-- TASK OBJECTIVE --
Transcribe the records below exactly.

^^^^^^^^

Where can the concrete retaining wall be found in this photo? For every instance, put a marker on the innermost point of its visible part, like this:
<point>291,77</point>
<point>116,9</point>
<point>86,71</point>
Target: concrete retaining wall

^^^^^^^^

-- RESPONSE TO THIS TASK --
Where can the concrete retaining wall be found in this photo? For every instance, put a marker on the innermost point of its visible part, like this:
<point>291,77</point>
<point>116,9</point>
<point>86,71</point>
Target: concrete retaining wall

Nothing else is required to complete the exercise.